(Records from a pointing dataset)

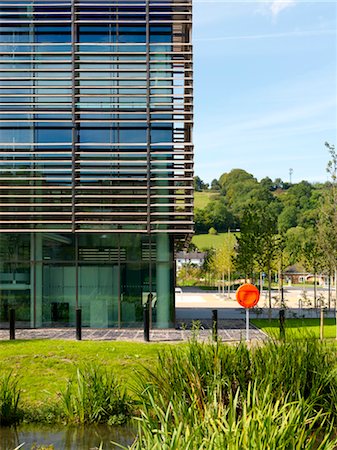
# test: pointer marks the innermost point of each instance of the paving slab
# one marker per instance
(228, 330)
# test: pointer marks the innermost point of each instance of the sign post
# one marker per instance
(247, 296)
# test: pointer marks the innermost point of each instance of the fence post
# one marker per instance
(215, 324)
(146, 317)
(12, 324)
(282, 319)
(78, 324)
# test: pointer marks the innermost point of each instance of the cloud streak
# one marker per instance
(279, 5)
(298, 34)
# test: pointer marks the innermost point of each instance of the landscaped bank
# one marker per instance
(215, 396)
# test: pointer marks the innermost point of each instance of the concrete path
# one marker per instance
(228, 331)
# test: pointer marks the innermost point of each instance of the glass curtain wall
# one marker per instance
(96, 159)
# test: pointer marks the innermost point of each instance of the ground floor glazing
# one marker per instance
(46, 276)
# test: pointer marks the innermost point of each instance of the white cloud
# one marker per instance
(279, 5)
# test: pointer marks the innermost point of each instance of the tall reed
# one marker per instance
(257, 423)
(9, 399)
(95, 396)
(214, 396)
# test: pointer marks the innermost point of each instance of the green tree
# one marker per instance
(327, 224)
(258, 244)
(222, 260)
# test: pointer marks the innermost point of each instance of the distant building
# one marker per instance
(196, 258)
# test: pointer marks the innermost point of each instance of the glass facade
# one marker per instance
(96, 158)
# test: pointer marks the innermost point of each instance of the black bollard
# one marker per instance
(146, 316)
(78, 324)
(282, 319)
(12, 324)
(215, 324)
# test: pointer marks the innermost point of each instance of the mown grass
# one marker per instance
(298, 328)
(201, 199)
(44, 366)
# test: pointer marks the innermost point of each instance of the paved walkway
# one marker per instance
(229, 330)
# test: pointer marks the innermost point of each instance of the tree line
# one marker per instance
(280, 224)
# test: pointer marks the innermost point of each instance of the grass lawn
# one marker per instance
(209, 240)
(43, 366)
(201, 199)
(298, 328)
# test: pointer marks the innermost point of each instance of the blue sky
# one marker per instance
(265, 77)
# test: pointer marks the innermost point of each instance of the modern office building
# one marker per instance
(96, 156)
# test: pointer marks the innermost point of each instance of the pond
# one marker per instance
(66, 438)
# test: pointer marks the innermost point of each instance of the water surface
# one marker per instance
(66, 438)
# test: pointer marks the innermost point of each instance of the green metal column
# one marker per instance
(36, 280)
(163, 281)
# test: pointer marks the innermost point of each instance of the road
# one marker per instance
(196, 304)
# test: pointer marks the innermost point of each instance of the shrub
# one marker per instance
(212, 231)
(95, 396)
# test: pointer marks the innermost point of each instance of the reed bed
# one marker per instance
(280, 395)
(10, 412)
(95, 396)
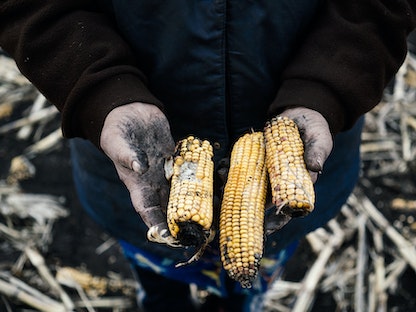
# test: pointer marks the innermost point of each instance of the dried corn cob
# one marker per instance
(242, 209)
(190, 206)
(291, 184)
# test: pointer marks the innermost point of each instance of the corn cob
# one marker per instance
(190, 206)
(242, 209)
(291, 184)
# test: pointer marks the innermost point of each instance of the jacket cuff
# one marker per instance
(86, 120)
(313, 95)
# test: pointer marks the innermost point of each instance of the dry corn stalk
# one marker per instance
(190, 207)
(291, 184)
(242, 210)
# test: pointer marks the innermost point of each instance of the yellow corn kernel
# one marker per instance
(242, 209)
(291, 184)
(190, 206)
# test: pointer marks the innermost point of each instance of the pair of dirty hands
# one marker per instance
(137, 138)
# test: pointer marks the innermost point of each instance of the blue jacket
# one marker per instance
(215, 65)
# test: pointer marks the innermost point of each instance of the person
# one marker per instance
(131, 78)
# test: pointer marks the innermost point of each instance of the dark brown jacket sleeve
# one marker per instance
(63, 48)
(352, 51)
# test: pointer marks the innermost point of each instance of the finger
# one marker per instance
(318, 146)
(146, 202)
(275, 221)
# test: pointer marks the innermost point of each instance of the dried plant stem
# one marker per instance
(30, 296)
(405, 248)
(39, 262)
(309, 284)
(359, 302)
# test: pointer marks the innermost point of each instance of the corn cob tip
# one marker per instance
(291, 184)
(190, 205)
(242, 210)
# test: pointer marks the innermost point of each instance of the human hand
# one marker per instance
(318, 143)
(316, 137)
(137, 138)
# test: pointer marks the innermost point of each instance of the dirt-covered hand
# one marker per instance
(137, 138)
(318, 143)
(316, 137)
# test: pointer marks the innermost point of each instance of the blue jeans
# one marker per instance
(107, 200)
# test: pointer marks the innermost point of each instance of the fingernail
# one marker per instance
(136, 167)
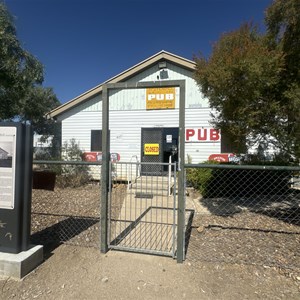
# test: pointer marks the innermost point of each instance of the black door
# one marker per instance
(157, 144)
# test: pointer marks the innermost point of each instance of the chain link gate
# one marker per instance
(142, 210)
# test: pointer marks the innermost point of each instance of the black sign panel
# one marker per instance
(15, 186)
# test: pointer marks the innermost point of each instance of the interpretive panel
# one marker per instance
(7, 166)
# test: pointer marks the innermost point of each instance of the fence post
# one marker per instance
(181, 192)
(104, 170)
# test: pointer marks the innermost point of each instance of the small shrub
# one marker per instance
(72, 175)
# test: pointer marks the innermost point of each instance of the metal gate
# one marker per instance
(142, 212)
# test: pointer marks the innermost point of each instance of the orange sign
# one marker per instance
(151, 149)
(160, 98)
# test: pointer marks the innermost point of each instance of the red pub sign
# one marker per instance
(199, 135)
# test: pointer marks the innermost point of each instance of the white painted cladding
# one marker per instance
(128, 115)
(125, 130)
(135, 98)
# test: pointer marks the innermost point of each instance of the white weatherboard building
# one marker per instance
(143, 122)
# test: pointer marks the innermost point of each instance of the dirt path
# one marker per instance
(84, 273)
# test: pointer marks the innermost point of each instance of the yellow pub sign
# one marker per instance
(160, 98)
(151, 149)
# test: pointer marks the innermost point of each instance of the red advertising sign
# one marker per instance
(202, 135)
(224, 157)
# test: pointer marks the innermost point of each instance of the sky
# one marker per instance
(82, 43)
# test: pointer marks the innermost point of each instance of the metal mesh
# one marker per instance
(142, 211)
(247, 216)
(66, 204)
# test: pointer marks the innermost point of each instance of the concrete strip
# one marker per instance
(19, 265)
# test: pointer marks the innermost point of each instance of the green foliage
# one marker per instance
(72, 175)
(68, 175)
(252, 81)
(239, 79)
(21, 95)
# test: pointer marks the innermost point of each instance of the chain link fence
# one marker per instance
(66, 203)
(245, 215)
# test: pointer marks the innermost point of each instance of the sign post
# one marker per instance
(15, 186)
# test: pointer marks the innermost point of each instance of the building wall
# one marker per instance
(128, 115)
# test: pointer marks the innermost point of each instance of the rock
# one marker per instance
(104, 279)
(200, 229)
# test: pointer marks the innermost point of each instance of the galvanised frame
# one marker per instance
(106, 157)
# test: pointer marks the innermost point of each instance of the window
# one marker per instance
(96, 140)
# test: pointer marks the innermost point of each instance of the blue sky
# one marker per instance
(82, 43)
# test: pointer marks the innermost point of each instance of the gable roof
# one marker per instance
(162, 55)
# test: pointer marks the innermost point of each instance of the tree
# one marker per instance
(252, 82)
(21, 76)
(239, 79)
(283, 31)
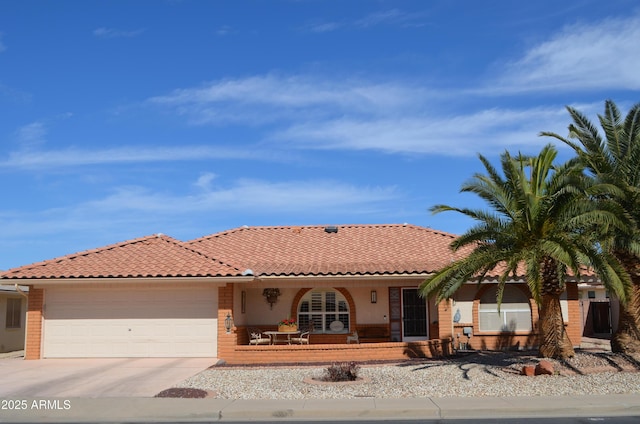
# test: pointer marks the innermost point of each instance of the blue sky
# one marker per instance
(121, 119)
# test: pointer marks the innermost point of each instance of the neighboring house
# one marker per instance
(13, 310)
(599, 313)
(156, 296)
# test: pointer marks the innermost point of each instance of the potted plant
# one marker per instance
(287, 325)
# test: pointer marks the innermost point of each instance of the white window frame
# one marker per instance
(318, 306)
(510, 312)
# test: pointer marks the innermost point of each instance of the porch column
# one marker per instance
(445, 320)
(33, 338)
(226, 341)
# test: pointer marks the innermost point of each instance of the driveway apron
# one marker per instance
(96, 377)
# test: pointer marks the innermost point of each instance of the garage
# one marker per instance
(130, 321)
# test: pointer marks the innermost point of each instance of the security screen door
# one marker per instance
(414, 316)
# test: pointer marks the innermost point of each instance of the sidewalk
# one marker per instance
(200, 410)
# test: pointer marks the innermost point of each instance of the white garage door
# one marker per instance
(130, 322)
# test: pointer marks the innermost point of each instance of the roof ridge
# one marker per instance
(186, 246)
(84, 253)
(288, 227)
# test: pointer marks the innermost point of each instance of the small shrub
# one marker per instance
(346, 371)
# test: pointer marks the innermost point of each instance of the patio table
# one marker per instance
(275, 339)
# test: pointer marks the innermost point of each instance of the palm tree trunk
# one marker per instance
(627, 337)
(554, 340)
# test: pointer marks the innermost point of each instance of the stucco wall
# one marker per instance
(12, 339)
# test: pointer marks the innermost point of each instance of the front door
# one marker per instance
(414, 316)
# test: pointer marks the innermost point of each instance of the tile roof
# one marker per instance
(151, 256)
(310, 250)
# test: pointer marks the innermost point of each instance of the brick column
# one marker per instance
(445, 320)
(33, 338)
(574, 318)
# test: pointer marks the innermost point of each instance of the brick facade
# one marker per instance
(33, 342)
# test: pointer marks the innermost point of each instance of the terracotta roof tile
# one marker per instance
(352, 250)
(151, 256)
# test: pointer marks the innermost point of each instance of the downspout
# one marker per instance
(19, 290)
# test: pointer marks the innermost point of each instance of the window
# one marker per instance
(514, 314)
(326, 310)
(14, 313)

--

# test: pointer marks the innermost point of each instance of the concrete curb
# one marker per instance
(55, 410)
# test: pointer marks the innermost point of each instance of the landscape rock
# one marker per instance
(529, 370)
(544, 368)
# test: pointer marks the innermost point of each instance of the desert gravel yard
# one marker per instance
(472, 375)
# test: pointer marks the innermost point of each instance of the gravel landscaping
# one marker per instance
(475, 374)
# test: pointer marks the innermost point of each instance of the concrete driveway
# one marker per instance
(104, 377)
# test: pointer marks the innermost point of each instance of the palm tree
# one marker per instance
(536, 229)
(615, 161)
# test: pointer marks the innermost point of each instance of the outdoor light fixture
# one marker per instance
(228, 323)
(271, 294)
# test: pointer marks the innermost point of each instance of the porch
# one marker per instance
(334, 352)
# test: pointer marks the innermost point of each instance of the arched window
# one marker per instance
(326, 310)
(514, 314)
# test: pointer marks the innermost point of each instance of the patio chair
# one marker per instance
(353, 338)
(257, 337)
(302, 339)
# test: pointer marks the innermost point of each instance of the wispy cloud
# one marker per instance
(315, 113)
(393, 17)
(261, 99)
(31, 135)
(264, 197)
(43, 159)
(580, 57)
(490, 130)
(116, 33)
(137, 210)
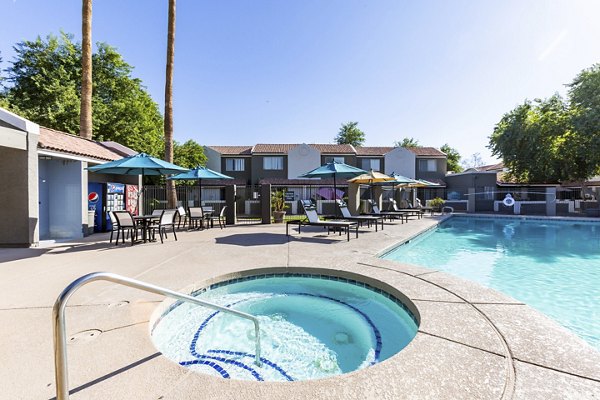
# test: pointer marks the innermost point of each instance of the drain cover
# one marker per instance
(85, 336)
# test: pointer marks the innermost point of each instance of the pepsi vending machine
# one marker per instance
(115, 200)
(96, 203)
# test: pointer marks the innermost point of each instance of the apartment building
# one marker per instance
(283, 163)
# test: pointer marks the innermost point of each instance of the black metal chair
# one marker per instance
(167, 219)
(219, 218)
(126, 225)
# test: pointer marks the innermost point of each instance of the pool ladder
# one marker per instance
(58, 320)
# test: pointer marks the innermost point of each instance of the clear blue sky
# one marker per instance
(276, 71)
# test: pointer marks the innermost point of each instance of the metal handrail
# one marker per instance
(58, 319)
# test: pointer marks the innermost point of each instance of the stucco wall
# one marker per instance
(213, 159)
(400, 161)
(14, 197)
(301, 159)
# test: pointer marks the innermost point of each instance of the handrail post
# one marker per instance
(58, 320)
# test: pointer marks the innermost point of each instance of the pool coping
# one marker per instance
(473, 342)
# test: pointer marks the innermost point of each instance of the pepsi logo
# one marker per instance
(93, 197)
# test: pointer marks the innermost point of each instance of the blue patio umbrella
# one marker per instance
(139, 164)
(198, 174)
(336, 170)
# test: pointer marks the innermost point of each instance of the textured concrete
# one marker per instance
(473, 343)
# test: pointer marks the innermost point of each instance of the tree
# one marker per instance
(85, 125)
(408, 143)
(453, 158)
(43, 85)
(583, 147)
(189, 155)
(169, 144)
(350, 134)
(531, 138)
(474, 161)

---

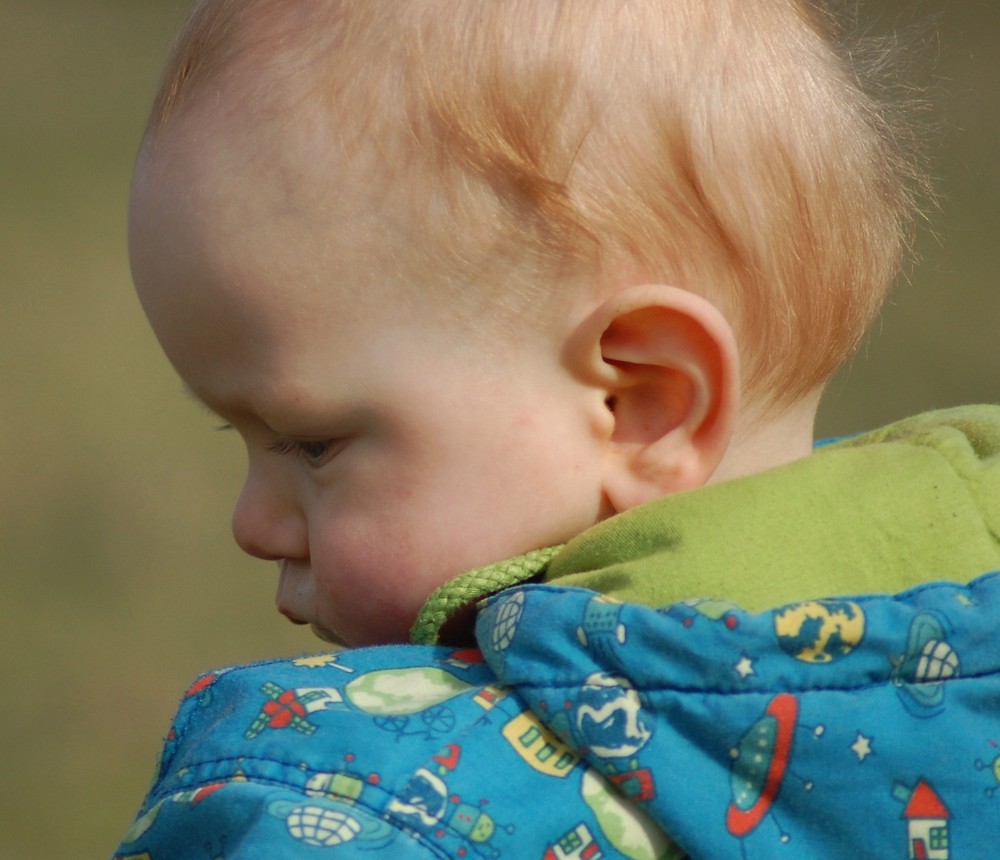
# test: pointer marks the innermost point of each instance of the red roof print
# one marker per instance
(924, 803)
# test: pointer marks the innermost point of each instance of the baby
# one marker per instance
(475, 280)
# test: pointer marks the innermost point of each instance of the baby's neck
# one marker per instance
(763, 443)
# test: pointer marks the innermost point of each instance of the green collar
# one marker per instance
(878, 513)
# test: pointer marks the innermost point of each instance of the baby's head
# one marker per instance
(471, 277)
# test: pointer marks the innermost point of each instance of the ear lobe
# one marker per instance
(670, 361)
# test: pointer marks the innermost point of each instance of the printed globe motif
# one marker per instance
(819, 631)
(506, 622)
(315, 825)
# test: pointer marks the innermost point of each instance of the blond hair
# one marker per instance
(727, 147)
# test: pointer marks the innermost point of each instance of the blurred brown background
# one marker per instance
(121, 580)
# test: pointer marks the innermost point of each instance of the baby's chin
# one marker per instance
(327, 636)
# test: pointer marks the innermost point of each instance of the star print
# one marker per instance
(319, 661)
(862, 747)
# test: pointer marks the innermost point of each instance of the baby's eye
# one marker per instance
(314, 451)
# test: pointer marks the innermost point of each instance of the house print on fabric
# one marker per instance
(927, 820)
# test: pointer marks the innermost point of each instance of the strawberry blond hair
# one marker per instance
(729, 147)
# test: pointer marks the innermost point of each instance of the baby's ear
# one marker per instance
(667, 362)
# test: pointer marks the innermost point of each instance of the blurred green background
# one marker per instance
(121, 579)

Objective:
Count the lines above that contain the string "palm". Reply with the number alone.

Solution to the exercise:
2